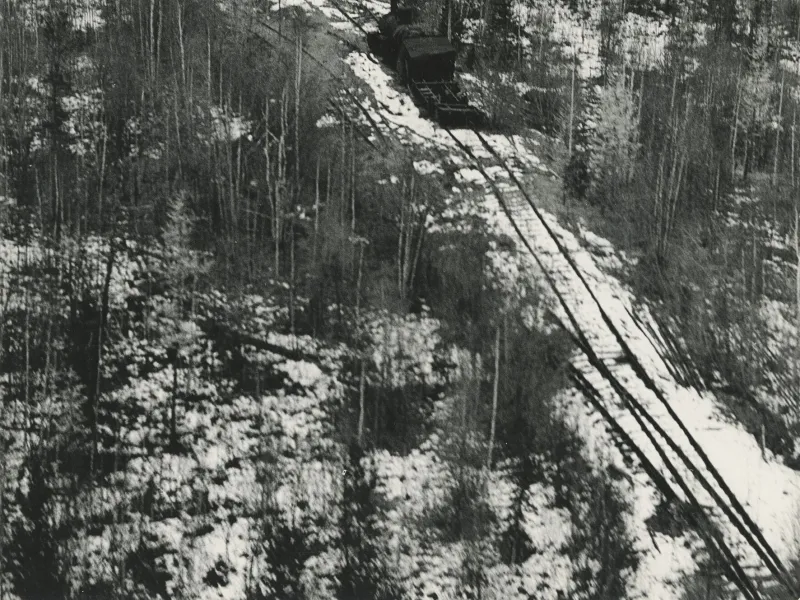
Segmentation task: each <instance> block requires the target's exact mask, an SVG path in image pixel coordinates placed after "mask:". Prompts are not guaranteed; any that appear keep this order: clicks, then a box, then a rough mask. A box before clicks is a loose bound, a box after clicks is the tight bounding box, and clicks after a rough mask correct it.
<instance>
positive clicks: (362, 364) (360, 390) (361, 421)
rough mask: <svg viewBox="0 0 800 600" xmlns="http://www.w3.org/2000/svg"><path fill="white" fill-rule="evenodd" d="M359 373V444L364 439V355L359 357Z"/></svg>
mask: <svg viewBox="0 0 800 600" xmlns="http://www.w3.org/2000/svg"><path fill="white" fill-rule="evenodd" d="M360 362H361V365H360V370H361V375H360V378H359V382H358V443H359V445H361V444H362V443H363V439H364V410H365V407H364V395H365V387H366V383H365V381H366V379H365V376H364V362H365V361H364V357H363V356H362V357H361V361H360Z"/></svg>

● **Exercise goal**
Drop the images; restate the listing exactly.

● **Exercise result**
Segmentation task: each <instance> block requires the target's exact mask, an SVG path in image pixel coordinates placed after "mask:". Prompts are not guaranteed; any that appear keep this order: clicks, then a box, then a rough mask. A box before clicks is a loose bound, a box after clicks is the tight bounding box, and clicks after a rough mask correct it.
<instance>
positive clicks: (362, 364) (360, 390) (361, 421)
rough mask: <svg viewBox="0 0 800 600" xmlns="http://www.w3.org/2000/svg"><path fill="white" fill-rule="evenodd" d="M359 373V444L364 439V355L359 357Z"/></svg>
mask: <svg viewBox="0 0 800 600" xmlns="http://www.w3.org/2000/svg"><path fill="white" fill-rule="evenodd" d="M360 362H361V365H360V370H361V375H360V378H359V382H358V443H359V445H361V444H362V443H363V439H364V410H365V407H364V395H365V387H366V383H365V381H366V379H365V376H364V362H365V361H364V357H363V356H362V357H361V361H360Z"/></svg>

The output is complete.